Saved entries »

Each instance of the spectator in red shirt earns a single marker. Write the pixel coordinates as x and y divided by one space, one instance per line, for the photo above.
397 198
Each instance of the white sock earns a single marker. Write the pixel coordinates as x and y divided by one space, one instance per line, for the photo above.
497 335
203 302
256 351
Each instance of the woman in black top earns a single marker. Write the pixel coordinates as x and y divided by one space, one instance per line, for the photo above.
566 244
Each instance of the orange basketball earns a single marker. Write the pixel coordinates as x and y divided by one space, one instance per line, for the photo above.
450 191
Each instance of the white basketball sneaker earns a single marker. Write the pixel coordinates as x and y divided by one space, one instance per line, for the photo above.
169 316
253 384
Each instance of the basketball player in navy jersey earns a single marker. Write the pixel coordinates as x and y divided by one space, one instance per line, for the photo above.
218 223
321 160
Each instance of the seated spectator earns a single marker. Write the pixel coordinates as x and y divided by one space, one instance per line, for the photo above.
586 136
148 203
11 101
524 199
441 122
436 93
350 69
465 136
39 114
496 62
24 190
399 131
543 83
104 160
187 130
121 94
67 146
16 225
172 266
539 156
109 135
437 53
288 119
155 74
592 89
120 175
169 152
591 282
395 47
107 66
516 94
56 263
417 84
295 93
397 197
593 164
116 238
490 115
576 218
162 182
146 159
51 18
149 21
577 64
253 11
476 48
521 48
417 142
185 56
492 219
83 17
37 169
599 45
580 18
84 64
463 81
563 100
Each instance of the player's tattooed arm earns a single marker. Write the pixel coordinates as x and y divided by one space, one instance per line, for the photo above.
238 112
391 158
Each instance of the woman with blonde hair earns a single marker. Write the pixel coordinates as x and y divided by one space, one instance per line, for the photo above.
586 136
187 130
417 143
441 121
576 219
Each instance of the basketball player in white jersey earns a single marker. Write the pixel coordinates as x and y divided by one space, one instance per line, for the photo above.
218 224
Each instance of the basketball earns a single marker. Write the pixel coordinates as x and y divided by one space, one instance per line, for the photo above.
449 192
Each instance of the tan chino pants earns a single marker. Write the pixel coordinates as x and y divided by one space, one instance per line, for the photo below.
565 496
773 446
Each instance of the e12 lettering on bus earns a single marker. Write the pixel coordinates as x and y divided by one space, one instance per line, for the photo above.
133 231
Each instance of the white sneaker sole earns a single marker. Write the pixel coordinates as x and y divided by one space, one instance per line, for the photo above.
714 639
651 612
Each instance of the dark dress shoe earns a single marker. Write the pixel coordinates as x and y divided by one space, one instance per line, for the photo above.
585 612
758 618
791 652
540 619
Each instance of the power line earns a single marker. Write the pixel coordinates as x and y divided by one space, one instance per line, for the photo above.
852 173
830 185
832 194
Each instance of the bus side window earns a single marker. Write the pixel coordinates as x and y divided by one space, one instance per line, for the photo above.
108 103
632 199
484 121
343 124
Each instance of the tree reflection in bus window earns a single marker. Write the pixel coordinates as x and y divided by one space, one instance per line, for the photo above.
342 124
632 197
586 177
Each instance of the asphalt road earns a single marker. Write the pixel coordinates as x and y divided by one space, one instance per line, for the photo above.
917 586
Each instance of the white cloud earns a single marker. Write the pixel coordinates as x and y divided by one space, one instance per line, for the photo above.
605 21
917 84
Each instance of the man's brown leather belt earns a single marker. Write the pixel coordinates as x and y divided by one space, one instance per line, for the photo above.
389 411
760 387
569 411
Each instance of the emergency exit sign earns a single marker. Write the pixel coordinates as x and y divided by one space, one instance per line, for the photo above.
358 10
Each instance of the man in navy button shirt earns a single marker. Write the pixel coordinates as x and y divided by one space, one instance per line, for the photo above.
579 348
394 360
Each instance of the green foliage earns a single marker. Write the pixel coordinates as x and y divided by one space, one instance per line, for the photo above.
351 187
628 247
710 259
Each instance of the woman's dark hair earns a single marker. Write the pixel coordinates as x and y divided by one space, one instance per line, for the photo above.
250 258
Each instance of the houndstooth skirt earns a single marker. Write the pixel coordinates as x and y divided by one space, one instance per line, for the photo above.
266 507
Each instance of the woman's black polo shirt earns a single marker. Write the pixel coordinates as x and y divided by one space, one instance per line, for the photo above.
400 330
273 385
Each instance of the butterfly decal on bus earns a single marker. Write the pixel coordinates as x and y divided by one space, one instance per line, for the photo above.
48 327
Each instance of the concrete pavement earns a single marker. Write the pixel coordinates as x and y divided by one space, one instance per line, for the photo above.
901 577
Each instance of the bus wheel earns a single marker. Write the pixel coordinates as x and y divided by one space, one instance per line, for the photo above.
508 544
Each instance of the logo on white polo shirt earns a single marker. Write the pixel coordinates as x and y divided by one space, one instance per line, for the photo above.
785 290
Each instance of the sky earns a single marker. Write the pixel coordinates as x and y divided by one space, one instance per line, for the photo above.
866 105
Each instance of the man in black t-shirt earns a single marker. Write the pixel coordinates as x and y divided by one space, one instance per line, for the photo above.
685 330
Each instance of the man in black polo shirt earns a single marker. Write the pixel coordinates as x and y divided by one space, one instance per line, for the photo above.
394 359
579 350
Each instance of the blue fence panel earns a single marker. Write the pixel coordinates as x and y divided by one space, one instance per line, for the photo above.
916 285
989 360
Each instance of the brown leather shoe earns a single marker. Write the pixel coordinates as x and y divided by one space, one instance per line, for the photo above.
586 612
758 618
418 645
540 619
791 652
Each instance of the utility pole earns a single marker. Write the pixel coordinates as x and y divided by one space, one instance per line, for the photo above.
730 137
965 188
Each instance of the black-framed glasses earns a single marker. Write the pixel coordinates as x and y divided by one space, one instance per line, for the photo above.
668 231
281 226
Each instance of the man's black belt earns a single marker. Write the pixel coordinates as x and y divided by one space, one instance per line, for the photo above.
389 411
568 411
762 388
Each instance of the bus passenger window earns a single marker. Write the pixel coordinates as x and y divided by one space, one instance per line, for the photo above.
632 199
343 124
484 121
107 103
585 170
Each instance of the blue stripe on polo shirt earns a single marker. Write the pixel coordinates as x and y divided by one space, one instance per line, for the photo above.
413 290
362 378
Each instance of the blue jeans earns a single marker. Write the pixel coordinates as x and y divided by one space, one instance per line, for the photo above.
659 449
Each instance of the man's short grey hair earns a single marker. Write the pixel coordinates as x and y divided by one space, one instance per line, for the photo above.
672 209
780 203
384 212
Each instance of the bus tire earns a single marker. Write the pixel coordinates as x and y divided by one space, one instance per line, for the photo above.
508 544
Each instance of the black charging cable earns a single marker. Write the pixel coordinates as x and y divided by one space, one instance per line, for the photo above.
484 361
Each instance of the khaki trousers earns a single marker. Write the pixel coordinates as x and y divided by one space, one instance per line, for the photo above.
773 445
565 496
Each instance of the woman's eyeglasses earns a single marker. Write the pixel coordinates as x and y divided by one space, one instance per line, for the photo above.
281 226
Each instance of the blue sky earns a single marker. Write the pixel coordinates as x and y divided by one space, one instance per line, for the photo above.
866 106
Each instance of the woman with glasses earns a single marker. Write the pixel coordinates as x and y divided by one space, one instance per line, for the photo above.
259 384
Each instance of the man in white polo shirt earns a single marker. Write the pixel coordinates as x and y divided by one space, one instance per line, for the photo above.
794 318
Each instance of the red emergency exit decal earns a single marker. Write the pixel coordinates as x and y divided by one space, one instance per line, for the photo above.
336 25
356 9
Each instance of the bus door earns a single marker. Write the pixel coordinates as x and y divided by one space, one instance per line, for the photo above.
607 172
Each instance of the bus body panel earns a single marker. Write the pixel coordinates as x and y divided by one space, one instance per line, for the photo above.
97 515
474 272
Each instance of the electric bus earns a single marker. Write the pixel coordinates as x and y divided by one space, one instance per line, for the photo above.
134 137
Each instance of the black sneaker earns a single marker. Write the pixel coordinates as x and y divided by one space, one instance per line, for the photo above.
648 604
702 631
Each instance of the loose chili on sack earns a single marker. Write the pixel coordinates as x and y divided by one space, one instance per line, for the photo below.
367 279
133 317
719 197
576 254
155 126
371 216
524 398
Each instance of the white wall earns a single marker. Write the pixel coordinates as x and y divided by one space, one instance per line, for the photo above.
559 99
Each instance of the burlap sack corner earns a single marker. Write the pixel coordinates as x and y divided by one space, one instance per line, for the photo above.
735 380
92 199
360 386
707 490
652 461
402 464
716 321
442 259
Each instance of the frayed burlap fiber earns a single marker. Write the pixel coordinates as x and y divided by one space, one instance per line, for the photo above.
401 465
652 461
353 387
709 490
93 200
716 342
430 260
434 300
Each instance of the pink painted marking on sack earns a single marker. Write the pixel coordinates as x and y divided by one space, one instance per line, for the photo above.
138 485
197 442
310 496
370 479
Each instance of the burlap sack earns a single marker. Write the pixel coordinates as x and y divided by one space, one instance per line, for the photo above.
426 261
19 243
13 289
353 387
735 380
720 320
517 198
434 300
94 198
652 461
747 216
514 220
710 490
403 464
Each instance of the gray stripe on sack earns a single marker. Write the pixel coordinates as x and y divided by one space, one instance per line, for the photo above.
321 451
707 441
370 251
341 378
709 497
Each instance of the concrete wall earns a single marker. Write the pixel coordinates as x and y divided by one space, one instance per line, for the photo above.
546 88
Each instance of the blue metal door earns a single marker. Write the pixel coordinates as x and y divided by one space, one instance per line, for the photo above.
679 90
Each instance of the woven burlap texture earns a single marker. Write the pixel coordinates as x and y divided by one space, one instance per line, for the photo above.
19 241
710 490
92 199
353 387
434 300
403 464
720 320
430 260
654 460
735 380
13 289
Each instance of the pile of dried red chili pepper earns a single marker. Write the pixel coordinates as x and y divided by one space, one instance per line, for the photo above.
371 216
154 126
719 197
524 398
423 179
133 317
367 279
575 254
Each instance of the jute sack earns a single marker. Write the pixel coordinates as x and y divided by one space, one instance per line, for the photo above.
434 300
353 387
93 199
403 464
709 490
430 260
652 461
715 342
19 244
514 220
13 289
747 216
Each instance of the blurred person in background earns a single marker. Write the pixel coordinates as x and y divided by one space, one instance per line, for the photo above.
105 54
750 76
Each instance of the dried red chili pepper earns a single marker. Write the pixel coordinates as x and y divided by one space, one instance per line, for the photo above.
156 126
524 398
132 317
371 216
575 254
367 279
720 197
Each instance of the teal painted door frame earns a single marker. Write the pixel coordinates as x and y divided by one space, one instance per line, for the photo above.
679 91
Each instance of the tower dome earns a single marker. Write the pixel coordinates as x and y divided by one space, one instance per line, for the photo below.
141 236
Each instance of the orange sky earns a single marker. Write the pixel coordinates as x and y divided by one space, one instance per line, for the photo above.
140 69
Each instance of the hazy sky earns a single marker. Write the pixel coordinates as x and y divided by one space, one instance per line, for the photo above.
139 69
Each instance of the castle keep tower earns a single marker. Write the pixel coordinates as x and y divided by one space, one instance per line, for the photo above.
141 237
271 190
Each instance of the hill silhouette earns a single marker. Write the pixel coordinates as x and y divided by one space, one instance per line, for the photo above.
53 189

Task statement »
Write the lines out again exactly, from the one containing "Each instance of the hazy" through the last line of the records, and include no other lines.

Result of the exercise »
Each instance of the hazy sky earns a single marker. Write the pixel coordinates as x and y divided by one space, one instance per line, for the photo above.
139 69
Each instance of the castle keep tower earns a single marker. Write the pixel coordinates as x and y divided by one space, one instance per line, for the photo above.
141 237
271 190
Each instance of the hill silhouette earns a single marker. Write the pixel coordinates as x and y divided by one space, one instance per line, for the photo above.
53 189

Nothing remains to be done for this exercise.